* Begin Task material *
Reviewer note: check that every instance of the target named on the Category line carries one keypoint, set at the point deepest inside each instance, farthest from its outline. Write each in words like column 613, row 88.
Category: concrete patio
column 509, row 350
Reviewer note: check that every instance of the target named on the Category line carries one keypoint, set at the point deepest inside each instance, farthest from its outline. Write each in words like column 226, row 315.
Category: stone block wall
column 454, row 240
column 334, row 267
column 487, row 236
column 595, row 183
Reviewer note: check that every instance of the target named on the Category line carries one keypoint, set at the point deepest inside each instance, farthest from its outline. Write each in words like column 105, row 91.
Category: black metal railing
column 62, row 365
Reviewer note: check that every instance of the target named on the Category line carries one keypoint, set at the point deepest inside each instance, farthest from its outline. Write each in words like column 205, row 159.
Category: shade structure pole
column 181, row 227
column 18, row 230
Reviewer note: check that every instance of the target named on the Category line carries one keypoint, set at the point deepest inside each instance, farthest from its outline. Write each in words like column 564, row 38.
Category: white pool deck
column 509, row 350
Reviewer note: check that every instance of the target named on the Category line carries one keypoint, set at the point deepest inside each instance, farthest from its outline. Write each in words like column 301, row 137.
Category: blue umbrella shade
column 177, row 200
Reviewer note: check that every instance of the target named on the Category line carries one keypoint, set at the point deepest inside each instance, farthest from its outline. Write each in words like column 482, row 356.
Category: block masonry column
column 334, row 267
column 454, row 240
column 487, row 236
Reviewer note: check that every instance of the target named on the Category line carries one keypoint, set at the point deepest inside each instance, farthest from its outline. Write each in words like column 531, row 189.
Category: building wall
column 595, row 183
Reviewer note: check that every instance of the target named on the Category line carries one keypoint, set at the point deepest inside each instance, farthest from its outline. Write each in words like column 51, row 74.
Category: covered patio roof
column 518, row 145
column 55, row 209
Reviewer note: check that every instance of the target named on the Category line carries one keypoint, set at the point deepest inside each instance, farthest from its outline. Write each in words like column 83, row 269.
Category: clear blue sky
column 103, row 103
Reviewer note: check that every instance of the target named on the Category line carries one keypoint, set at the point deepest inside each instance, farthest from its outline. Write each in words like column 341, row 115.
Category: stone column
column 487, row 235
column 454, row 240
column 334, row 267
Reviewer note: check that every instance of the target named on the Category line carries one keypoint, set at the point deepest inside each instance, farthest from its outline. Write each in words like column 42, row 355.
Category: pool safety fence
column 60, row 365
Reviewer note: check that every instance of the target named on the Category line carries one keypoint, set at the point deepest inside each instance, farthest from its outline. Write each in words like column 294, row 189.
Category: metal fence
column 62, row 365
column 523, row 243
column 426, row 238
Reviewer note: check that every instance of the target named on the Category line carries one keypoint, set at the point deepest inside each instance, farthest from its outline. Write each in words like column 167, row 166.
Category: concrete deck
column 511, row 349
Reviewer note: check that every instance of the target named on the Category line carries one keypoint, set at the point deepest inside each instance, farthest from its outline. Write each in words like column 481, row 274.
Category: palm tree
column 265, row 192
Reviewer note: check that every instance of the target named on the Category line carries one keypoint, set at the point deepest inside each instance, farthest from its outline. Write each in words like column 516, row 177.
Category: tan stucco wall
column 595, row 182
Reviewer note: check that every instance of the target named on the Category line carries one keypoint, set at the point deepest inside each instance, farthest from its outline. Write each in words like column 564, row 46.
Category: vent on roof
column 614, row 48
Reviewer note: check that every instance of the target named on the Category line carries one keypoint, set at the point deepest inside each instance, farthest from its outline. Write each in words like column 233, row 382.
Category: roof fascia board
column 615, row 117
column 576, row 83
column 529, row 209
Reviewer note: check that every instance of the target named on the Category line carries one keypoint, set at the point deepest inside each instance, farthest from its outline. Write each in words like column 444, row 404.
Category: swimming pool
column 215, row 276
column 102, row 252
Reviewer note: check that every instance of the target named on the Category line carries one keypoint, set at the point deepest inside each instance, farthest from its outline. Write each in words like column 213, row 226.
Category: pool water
* End Task material *
Your goal
Update the lines starting at the one containing "341, row 115." and ending at the one containing "column 511, row 349" by replacing "stone column" with "stone pillar". Write out only those lines, with everything else unchanged.

Result below
Reviewer note: check that every instance of the target named on the Category line carries one keypoint, set at the point deepest inside each instance, farthest from its outline. Write each in words like column 341, row 115.
Category: stone pillar
column 487, row 235
column 454, row 240
column 334, row 267
Reviewer note: check that every instance of the target named on the Category line carries one keypoint, set at the point deepest inside each instance, farthest from its outline. Write each in words like column 42, row 355.
Category: pool safety fence
column 60, row 365
Reviewer note: check that every instance of the target named on the Category line carries one keypoint, set at the point deepest inside each instance, farthest from its outline. Write each in words like column 294, row 189.
Category: metal fence
column 62, row 365
column 523, row 243
column 426, row 238
Reviewer note: check that every instance of the target named on the Category line carries one keypoint, set at the point deepest inside each instance, farthest from its outline. Write each in words like column 167, row 166.
Category: concrete deck
column 511, row 349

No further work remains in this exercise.